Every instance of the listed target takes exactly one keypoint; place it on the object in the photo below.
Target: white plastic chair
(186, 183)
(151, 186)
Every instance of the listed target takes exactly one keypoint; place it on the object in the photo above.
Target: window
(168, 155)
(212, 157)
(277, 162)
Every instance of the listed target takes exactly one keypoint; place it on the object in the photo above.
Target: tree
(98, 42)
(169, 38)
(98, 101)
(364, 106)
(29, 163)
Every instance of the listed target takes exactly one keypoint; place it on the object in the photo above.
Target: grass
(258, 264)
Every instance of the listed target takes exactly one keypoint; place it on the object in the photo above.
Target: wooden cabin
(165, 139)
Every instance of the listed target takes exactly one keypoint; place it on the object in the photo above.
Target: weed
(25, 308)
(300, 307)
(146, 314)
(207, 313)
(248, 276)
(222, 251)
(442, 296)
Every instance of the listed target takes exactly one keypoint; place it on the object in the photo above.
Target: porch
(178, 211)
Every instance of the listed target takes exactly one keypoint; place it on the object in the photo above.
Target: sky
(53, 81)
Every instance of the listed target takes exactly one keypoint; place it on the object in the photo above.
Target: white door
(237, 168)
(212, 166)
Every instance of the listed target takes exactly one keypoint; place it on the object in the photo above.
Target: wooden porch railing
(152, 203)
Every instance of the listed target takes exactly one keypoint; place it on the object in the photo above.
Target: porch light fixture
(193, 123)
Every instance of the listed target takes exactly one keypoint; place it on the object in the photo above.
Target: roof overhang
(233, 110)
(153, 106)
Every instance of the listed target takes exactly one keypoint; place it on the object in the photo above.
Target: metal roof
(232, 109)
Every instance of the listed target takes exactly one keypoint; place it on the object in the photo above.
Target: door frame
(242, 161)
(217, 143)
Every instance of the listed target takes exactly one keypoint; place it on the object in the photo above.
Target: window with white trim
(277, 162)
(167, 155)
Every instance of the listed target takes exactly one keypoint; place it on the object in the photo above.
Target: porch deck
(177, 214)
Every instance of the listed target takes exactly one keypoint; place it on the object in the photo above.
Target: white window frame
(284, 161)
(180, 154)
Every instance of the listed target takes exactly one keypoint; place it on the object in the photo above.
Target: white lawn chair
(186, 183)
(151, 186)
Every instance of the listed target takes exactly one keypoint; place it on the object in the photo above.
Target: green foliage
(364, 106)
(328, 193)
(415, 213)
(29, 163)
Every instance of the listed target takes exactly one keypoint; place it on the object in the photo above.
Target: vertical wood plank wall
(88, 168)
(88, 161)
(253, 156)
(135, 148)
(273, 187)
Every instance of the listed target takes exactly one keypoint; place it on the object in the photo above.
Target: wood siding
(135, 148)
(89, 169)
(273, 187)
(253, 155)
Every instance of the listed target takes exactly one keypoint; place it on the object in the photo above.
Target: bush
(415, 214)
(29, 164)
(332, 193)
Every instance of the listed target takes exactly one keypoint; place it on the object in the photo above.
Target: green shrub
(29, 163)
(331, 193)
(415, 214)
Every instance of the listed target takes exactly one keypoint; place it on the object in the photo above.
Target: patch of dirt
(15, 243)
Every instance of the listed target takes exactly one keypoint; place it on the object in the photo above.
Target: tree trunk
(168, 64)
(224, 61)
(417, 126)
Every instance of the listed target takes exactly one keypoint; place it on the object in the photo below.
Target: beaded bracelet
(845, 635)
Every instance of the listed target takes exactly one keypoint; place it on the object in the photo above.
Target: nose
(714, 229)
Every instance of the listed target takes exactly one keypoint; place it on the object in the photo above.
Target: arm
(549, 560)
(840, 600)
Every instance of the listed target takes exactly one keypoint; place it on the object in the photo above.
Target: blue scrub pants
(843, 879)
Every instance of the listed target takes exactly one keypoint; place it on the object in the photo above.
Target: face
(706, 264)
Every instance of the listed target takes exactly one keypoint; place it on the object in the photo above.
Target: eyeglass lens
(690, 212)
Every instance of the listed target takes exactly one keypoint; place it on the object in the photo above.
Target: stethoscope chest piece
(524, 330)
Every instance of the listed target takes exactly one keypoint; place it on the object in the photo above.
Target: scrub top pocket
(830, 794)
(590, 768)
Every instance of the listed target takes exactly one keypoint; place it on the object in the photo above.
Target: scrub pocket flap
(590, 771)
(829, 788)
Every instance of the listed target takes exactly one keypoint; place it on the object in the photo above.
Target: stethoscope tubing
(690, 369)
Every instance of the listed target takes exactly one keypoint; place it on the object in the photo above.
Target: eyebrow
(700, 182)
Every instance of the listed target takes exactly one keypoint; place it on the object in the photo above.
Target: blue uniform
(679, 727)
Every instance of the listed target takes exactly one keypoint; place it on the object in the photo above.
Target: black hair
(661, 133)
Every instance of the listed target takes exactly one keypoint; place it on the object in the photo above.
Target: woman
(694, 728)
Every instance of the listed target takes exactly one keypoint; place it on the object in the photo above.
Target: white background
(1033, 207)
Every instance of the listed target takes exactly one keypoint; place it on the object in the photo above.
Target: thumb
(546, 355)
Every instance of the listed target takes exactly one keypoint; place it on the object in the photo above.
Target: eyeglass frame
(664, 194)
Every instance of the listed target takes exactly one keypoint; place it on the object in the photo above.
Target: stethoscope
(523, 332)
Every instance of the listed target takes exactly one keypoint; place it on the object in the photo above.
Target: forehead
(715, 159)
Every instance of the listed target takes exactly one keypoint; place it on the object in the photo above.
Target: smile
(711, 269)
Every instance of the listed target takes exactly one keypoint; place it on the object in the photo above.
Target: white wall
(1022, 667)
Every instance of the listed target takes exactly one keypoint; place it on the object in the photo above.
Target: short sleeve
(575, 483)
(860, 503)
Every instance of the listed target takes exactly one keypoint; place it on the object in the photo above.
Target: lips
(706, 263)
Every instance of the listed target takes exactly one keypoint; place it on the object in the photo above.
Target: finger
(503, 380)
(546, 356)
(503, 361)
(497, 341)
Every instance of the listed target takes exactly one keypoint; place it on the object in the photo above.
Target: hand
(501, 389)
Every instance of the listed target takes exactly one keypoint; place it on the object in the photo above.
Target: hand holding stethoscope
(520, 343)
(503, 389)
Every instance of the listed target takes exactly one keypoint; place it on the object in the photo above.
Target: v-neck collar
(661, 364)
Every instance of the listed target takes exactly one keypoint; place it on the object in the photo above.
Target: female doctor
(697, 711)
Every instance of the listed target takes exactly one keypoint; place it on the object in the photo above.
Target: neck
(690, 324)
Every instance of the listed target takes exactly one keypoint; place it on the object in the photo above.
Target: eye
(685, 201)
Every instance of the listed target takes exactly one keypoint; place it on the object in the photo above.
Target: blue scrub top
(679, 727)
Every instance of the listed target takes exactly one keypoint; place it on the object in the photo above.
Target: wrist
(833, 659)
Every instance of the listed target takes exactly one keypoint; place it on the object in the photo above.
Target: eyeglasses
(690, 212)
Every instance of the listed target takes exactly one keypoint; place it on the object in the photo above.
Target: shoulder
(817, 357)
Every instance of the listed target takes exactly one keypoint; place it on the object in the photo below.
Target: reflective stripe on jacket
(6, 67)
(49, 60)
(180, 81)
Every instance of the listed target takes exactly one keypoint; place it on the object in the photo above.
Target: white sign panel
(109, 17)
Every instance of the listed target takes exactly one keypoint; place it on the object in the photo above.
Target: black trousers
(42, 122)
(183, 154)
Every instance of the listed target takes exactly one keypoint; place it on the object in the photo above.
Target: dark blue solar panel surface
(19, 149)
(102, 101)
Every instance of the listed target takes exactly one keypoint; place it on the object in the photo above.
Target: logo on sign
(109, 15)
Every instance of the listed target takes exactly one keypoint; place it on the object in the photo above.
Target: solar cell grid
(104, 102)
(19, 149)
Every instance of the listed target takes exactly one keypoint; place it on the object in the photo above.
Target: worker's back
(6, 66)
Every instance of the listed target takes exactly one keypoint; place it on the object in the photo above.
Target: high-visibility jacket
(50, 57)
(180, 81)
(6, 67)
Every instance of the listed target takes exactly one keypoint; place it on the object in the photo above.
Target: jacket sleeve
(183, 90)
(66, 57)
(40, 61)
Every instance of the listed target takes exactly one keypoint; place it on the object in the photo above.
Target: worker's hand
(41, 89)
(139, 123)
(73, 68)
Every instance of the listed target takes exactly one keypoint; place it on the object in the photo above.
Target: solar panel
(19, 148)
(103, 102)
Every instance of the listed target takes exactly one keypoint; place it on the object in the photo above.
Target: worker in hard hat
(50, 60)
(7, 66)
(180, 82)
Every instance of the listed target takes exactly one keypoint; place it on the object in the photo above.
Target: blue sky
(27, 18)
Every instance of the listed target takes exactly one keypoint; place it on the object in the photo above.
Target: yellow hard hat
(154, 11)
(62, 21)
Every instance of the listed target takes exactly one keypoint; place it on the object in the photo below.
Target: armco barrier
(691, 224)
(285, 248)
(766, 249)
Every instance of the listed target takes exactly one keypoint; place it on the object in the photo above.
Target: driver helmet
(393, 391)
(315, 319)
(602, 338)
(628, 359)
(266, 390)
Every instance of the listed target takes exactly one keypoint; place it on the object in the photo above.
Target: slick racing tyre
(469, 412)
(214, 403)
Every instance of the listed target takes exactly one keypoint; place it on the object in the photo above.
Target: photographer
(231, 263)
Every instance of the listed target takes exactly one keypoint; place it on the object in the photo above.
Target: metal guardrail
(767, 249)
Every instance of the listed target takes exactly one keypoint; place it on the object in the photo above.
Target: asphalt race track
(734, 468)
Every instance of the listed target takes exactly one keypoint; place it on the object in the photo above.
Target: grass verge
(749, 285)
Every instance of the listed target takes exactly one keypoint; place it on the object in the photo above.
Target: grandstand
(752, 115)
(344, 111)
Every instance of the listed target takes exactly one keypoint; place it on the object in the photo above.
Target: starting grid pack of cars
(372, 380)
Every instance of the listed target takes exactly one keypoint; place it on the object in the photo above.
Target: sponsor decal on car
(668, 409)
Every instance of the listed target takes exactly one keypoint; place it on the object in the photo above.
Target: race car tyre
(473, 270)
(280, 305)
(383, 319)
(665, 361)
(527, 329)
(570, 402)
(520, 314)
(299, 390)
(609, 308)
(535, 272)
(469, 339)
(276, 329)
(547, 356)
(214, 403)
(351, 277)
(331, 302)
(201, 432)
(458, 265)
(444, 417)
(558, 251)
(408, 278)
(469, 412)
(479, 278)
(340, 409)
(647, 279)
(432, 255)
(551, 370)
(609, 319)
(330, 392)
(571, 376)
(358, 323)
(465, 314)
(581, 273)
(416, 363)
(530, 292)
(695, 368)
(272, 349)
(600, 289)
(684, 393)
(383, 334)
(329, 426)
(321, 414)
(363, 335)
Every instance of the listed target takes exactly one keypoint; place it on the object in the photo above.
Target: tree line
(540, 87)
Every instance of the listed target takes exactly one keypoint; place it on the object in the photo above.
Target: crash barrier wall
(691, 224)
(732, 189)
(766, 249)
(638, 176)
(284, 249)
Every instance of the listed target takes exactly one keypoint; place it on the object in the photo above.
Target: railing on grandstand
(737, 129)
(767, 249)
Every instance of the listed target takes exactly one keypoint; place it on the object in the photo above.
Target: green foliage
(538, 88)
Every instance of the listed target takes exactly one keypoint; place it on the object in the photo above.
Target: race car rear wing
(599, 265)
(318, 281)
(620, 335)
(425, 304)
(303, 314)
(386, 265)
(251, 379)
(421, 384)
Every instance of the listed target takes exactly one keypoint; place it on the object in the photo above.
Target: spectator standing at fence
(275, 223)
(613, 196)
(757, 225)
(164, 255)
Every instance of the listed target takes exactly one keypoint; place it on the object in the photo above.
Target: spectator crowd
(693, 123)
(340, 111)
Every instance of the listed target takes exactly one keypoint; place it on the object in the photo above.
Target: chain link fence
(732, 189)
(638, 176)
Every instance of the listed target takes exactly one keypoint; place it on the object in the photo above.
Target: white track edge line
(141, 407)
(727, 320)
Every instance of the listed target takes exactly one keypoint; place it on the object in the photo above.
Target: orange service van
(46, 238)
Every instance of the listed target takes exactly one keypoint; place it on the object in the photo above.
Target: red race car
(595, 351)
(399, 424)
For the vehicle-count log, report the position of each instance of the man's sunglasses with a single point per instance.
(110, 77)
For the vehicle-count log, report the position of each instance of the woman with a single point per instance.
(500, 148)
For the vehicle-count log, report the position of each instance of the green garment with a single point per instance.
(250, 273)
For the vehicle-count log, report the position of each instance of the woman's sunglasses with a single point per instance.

* * * *

● **Directions**
Copy exactly the line containing "of the man's" and every line after it, ending with the last line of the records above.

● **Output for this exercise**
For the vehicle-count log, report the position of each instance of the man's sunglasses with a single point per instance.
(110, 77)
For the vehicle-count log, report the position of each instance of the woman with a single point per instance.
(500, 148)
For the vehicle-count log, report the position of each instance of the green garment with a single point per instance.
(250, 273)
For the vehicle-count log, report the position of each instance of the woman's sunglasses with a single point per instance.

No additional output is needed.